■ SOURCE
━━━━

As of today, Hadoop 0.20.2 is the latest stable release of Apache Hadoop that is marked as ready for production (neither 0.21 nor 0.22 are). Unfortunately, Hadoop 0.20.2 release is not compatible with the latest stable version of HBase: if you run HBase on top of Hadoop 0.20.2, you risk to lose data! Hence HBase users are required to build their own Hadoop 0.20.x version if they want to run HBase on a production cluster of Hadoop. In this article, I describe how to build such a production-ready version of Hadoop 0.20.x that is compatible with HBase 0.90.2.

Table of Contents:
  • Before we start
  • Examples use git (not svn)
  • Hadoop 0.20.2 versus 0.20.203.0
  • Hadoop is covered. What about HBase then?
  • Version of Hadoop 0.20-append used in this article
  • Background
  • Hadoop and HBase: Which versions to pick for production clusters?
  • Alternatives to what we are doing here
  • A word of caution and a Thank You
  • Building Hadoop 0.20-append from branch-0.20-append
  • Retrieve the Hadoop 0.20-append sources
  • Hadoop 0.20.2 release vs. Hadoop 0.20-append
  • Run the build process
  • Build commands
  • The build test fails, now what?
  • Locate the build output (Hadoop JAR files)
  • Install your Hadoop 0.20-append build in your Hadoop cluster
  • Rename the build JAR files if you run Hadoop 0.20.2
  • Maintaining your own version of Hadoop 0.20-append
  • Conclusion
  • Comments (35)


Update October 17, 2011: As of  version 0.20.205.0 (marked as beta release), Hadoop does now supports HDFS append/hsynch/hflush out of the box and is thus compatible with Hbase 0.90.x. You can still follow the instructions described in this article to build your own version of Hadoop.

Before we start

Examples use git (not svn)

In the following sections, I will use git as the version control system to work on the Hadoop source code. Why? Because I am much more comfortable with git than svn, so please bear with me.

If you are using Subversion, feel free to adapt the git commands described below. You are invited to write a comment to this article about your SVN experience so that other SVN users can benefit, too!

Hadoop 0.20.2 versus 0.20.203.0

Update 2011-06-11: Hadoop 0.20.203.0 and HBase 0.90.3 were released a few weeks after this article was published. While the article talks mostly about Hadoop 0.20.2, the build instructions should also work for Hadoop 0.20.203.0 but I haven’t had the time to test it yet myself. Feel free to leave a comment at the end of the article if you have run into any issues!

Hadoop is covered. What about HBase then?

I focus solely in this article on building a Hadoop 0.20.x version (see the Background section below) that is compatible with HBase 0.90.2. In a future article, I will then describe how to actually install and set up HBase 0.90.2 on the Hadoop 0.20.x version that we created here.

Version of Hadoop 0.20-append used in this article

The instructions below use the latest version of branch-0.20-append. As of this writing, the latest commit to the append branch is git commit df0d79cc aka Subversion rev 1057313. For reference, the corresponding commit message is “HDFS-1554. New semantics for recoverLease. Contributed by Hairong Kuang.” from January 10, 2011.

━━━━

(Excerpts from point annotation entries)
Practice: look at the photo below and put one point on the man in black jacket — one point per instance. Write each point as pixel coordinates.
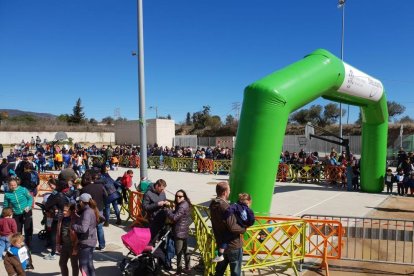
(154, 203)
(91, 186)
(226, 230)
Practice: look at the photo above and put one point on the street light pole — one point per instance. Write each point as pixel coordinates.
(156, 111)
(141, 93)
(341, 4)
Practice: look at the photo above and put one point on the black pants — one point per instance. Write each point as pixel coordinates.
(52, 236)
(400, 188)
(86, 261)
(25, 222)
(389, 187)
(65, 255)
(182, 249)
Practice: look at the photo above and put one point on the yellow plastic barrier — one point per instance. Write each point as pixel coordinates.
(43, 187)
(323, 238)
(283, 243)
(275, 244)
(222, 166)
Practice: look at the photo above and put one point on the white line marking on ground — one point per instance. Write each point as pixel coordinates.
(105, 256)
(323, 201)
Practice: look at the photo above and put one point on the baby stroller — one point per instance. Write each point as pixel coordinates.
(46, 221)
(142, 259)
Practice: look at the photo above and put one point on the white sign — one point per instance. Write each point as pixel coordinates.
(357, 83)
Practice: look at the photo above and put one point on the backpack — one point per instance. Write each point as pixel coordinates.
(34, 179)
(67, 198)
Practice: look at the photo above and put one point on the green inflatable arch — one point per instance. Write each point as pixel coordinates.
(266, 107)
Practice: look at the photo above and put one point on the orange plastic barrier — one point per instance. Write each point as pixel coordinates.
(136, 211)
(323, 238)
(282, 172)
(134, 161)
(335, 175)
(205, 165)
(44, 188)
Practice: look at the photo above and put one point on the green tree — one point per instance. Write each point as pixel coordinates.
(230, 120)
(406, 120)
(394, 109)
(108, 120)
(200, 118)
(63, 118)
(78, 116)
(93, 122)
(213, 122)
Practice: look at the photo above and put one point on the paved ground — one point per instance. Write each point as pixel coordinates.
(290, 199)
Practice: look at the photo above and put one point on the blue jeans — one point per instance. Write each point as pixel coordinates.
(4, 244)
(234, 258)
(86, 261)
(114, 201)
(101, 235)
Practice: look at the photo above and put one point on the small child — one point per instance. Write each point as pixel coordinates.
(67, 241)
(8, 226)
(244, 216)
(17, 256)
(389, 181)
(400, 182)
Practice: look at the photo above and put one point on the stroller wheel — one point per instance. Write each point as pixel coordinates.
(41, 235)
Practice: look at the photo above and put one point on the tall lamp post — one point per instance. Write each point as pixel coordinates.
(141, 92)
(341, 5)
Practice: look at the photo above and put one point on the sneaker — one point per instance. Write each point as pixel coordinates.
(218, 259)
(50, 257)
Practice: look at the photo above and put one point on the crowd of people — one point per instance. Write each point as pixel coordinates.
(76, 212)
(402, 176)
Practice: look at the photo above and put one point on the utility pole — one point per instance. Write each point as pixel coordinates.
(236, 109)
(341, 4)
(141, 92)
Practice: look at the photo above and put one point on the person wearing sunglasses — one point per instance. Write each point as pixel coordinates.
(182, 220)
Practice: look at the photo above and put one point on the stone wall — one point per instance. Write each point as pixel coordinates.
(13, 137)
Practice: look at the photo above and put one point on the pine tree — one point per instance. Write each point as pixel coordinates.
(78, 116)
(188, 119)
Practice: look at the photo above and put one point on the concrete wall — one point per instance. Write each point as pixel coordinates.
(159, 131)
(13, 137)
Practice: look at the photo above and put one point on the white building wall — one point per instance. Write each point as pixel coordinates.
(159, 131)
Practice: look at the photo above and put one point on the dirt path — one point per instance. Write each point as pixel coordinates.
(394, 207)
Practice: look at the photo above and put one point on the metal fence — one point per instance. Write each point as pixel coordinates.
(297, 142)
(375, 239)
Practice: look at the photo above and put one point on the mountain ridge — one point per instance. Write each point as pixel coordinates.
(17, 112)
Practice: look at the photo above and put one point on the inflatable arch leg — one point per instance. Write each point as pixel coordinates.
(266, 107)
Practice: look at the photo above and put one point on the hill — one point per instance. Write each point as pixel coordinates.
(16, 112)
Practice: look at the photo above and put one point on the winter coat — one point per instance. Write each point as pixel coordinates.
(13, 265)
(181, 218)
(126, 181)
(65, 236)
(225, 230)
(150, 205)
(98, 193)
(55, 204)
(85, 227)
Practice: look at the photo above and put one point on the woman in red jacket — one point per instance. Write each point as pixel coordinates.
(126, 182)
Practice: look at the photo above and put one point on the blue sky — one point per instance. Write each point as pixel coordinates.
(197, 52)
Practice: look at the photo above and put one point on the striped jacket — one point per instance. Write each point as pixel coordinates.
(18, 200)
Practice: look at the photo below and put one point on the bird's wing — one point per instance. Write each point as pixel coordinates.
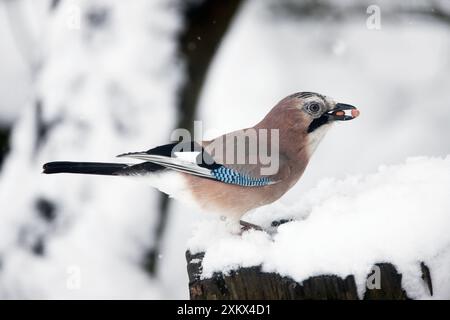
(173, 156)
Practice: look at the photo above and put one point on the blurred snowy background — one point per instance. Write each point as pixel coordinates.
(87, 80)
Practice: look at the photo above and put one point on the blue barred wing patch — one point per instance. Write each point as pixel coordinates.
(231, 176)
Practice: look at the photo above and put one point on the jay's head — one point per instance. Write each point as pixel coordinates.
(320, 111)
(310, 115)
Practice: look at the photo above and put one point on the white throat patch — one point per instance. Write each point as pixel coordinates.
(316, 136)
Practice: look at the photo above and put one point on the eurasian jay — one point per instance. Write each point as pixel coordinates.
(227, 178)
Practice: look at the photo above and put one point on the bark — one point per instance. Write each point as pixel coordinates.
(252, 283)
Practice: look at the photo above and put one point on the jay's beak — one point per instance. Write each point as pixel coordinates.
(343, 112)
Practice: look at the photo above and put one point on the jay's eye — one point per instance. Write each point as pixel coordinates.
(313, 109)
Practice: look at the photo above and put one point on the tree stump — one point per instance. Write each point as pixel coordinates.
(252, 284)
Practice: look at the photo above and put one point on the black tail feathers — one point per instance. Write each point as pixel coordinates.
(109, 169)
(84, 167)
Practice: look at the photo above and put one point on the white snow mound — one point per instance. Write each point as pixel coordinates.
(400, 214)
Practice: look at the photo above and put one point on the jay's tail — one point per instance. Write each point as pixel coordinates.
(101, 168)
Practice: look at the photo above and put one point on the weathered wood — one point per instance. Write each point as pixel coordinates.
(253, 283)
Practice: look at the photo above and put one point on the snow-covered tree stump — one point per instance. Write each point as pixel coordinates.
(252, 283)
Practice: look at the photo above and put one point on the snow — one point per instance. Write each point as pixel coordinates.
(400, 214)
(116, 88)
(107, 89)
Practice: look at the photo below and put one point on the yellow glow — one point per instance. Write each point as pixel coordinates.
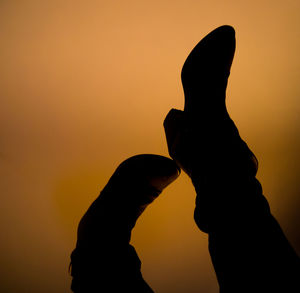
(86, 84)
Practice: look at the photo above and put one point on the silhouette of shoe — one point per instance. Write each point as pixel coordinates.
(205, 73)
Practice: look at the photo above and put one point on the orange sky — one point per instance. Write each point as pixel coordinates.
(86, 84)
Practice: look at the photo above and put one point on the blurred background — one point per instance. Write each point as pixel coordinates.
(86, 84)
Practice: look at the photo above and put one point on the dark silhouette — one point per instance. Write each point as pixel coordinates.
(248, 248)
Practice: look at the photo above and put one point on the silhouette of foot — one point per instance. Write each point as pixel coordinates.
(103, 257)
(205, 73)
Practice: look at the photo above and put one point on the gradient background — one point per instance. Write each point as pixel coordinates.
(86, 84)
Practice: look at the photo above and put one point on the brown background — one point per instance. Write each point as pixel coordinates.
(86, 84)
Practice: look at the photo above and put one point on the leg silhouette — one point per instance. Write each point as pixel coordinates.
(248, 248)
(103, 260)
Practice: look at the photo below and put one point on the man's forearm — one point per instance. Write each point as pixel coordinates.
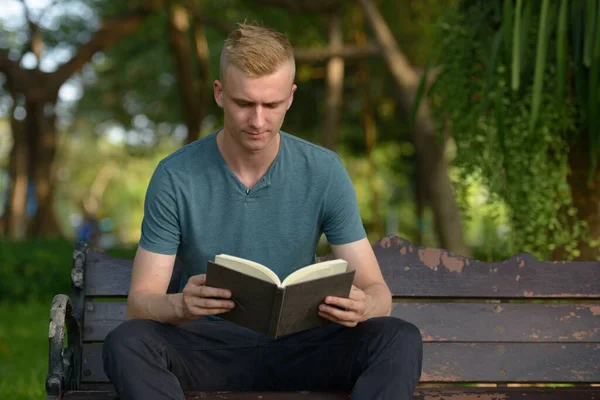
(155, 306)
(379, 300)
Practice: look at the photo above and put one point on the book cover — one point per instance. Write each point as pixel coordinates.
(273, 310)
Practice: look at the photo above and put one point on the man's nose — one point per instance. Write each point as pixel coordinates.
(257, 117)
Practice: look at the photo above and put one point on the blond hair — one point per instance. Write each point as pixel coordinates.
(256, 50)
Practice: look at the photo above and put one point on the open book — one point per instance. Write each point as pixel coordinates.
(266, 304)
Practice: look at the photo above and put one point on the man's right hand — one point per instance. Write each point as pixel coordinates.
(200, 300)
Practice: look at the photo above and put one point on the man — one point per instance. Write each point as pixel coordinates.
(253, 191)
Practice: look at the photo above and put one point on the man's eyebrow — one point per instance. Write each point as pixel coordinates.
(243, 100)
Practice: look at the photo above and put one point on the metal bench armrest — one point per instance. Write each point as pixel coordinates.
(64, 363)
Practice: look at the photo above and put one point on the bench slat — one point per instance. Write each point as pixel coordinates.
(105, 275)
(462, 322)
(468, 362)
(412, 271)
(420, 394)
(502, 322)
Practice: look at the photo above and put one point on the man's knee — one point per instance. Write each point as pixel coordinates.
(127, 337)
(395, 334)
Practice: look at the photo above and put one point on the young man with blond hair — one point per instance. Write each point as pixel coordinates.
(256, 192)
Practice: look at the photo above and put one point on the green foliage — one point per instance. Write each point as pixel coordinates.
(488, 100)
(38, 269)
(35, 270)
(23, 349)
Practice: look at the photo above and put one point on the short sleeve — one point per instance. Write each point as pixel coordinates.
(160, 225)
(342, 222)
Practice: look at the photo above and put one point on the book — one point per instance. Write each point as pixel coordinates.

━━━━

■ TASKS FOR THIS EXERCISE
1 > Extract the passage of the Hadoop article starting with "In the following" and going on through "into any issues!", word for word.
2 > Please copy the entries starting with the line that contains "on the short" and going on through the last line of the entries, keeping every line unchanged.

■ REPLIES
1 >
In the following sections, I will use git as the version control system to work on the Hadoop source code. Why? Because I am much more comfortable with git than svn, so please bear with me.

If you are using Subversion, feel free to adapt the git commands described below. You are invited to write a comment to this article about your SVN experience so that other SVN users can benefit, too!

Hadoop 0.20.2 versus 0.20.203.0

Update 2011-06-11: Hadoop 0.20.203.0 and HBase 0.90.3 were released a few weeks after this article was published. While the article talks mostly about Hadoop 0.20.2, the build instructions should also work for Hadoop 0.20.203.0 but I haven’t had the time to test it yet myself. Feel free to leave a comment at the end of the article if you have run into any issues!

2 >
Practice: look at the photo above and put one point on the short sleeve — one point per instance. Write each point as pixel coordinates.
(160, 225)
(342, 222)
Practice: look at the photo above and put one point on the book — one point per instance. Write each point as pixel coordinates.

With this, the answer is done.